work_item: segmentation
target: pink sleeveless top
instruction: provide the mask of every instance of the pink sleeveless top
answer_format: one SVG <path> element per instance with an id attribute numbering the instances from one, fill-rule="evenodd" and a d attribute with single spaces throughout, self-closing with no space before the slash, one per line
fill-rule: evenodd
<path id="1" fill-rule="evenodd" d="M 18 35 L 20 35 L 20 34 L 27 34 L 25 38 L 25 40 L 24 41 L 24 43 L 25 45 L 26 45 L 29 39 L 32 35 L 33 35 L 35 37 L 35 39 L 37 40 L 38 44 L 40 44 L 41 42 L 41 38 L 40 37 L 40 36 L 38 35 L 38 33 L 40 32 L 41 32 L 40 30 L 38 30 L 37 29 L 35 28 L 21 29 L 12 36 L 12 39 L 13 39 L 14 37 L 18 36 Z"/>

...

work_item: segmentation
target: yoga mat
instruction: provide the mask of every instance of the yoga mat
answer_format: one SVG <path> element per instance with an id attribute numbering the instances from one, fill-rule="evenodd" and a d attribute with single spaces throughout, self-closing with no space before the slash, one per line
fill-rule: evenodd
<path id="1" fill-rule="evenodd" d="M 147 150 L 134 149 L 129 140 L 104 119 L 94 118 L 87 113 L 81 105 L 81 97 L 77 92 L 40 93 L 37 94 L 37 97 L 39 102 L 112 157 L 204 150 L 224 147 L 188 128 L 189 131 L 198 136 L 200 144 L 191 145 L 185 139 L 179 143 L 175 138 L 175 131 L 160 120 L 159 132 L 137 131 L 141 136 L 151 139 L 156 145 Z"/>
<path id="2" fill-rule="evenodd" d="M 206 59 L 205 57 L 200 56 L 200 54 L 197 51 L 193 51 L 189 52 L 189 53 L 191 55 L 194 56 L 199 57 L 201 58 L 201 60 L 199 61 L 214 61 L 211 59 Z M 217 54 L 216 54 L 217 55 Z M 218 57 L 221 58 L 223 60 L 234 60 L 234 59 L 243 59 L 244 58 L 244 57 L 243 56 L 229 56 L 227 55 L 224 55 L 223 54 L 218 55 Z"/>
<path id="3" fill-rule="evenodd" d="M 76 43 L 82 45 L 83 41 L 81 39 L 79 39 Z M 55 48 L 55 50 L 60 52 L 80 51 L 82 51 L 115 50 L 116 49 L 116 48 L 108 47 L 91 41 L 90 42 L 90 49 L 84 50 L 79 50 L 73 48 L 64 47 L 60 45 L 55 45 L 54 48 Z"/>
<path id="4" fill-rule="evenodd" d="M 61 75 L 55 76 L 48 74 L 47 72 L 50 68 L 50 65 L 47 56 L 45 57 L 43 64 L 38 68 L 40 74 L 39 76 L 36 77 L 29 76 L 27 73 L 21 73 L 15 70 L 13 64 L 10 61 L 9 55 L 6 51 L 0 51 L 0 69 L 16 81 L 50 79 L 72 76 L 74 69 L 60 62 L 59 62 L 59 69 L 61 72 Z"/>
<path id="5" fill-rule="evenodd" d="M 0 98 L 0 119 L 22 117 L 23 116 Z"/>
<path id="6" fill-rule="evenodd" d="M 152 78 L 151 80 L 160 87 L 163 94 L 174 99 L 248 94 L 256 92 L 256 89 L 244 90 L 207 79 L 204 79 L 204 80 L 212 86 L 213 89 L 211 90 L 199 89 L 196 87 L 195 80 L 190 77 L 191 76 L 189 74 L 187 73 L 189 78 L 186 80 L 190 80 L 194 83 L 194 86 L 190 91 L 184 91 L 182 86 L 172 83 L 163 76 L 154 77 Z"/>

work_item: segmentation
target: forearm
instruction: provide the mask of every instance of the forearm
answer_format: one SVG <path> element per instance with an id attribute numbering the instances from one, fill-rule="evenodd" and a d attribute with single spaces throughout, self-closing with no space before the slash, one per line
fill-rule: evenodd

**Exercise requirements:**
List each line of the entries above that contains the word "forearm".

**Output of the exercise:**
target: forearm
instruction: provide the mask of every instance of the forearm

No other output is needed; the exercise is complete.